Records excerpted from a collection
****************************************

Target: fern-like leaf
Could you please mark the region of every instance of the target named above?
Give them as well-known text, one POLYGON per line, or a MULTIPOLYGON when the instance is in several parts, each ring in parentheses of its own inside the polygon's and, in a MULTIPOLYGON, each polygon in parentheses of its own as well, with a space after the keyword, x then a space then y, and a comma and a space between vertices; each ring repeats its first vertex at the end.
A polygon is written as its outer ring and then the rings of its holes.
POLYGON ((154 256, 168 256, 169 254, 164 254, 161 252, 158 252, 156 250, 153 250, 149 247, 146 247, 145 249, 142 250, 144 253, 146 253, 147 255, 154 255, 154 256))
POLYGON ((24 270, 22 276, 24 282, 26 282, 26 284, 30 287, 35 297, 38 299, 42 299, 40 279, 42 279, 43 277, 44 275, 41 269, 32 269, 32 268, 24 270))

****************************************

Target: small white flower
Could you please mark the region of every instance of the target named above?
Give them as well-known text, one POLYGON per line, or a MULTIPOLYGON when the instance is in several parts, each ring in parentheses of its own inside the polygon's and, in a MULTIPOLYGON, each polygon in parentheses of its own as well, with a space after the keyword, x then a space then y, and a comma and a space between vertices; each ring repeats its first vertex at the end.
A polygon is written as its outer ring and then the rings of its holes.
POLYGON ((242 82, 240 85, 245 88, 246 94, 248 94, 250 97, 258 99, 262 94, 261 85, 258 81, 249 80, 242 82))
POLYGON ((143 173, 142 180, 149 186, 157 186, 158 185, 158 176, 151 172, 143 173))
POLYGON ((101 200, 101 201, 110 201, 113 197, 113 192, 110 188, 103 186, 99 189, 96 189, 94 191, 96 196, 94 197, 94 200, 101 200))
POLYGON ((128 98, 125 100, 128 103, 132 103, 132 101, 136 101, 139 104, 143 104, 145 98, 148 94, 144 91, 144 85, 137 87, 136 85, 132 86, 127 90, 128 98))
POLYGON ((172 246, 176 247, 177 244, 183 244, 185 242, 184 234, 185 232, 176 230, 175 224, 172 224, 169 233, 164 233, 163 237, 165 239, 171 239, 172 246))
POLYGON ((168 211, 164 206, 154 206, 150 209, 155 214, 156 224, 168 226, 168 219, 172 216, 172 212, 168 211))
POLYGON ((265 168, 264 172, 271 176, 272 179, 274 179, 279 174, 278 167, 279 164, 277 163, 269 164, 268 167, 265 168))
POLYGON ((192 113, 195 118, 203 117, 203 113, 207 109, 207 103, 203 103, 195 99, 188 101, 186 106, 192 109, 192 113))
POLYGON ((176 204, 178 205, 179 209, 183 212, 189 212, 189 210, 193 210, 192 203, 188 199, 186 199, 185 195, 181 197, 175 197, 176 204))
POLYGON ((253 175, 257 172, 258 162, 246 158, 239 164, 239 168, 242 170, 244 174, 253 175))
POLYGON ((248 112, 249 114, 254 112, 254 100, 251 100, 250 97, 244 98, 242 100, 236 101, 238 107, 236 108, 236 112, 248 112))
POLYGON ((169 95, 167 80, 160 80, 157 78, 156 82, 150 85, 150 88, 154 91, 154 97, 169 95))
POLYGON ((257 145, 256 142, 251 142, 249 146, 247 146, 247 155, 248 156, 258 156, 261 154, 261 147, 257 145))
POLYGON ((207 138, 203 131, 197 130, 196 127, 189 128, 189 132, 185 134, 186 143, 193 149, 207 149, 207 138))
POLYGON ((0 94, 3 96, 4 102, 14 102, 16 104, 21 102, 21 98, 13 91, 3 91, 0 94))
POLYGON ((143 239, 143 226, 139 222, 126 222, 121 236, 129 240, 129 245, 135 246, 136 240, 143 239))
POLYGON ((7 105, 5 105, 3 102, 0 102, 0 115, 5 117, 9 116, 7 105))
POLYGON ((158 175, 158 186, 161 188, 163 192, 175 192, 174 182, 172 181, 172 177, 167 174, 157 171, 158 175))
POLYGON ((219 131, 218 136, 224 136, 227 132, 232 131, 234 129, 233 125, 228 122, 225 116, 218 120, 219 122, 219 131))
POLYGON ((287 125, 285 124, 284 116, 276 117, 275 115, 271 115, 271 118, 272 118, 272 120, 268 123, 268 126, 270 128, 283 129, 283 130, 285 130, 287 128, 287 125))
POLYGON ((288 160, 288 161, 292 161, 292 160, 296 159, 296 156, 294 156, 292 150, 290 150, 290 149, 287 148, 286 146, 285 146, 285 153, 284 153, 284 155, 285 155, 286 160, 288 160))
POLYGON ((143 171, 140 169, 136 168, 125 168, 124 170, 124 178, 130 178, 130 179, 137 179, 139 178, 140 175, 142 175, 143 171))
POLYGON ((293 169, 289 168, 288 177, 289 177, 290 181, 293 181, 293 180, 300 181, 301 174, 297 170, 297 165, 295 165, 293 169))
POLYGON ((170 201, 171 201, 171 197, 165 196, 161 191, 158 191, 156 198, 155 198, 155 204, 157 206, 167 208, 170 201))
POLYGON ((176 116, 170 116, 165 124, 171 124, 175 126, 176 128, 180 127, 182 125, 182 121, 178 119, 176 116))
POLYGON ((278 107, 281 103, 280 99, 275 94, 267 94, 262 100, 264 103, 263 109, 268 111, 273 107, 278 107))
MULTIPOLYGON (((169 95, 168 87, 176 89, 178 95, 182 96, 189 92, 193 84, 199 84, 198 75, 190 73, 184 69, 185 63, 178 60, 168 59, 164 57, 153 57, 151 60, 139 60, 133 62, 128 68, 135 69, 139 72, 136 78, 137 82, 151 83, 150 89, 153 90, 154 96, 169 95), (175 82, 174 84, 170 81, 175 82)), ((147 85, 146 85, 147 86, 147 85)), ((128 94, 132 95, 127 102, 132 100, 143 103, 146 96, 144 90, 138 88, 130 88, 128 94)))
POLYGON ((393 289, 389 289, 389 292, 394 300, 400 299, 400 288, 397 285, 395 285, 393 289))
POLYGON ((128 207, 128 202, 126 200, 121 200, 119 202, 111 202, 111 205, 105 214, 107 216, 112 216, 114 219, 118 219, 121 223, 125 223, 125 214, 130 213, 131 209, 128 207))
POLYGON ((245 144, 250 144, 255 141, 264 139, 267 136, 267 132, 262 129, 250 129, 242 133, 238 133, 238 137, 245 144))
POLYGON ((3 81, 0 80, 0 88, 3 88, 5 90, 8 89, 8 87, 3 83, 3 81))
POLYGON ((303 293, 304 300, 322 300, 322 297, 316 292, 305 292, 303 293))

****************************************

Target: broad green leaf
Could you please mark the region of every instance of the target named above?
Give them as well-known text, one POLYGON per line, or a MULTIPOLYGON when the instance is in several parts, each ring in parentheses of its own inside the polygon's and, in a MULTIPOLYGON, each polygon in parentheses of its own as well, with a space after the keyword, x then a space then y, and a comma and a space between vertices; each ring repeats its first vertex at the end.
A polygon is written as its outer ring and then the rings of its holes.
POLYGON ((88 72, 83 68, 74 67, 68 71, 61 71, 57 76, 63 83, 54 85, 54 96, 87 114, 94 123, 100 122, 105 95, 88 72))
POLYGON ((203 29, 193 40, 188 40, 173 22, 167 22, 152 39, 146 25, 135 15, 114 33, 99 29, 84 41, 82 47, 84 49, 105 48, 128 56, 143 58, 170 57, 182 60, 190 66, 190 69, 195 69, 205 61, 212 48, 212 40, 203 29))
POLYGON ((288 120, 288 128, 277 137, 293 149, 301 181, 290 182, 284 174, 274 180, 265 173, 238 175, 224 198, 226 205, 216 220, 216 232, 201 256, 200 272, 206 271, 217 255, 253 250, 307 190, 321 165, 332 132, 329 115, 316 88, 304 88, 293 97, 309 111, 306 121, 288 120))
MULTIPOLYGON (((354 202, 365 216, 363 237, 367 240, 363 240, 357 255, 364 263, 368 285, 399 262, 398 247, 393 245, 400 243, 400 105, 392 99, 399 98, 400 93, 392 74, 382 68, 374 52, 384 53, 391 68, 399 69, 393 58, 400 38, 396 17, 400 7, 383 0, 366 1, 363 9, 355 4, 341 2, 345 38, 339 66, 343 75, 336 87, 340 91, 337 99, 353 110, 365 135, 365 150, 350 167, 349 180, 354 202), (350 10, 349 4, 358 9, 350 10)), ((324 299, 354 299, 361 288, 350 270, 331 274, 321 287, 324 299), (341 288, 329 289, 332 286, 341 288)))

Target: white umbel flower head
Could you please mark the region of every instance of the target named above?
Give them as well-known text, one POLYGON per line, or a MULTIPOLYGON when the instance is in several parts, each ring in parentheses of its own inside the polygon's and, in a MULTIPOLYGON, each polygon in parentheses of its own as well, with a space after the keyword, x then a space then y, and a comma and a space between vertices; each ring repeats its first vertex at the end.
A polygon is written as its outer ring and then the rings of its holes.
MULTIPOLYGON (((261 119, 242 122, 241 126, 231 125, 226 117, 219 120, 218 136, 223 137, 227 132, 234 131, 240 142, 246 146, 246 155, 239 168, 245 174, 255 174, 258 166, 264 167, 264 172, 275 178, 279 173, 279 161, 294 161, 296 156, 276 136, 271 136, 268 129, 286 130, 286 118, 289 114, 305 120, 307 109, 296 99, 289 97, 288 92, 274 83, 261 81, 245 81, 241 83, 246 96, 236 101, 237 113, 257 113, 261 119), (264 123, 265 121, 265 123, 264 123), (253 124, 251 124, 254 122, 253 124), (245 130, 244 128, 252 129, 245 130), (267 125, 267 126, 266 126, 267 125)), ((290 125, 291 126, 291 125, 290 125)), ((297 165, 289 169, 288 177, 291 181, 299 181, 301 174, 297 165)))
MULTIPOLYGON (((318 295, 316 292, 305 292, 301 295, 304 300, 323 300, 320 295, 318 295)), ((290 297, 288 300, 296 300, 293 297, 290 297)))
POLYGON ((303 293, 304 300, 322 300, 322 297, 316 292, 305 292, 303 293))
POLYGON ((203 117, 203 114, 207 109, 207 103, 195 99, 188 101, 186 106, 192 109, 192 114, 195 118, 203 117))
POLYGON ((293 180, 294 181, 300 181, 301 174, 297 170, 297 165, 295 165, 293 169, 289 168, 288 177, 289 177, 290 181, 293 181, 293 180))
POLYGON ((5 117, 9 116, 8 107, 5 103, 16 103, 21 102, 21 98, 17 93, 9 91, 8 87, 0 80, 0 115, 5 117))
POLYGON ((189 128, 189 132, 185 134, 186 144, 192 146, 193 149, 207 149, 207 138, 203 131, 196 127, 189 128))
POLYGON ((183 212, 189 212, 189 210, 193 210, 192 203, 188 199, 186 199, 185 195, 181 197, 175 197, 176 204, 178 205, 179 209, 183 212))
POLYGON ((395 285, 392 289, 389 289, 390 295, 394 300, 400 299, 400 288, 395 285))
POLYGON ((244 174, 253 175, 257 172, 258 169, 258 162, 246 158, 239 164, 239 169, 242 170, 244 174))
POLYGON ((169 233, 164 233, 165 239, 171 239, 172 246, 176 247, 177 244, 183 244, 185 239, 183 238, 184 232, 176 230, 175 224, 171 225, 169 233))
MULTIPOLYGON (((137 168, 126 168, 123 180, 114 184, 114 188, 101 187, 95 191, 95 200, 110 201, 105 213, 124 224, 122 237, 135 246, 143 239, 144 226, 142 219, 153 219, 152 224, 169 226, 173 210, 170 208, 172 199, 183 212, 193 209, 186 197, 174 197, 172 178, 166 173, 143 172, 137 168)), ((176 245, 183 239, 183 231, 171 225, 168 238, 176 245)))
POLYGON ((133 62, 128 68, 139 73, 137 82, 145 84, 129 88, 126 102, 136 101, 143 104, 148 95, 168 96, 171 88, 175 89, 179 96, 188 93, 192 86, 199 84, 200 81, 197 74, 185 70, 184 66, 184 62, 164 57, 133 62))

****************************************

Return all lines from the data above with "white" in them.

Target: small white flower
Target: white umbel flower head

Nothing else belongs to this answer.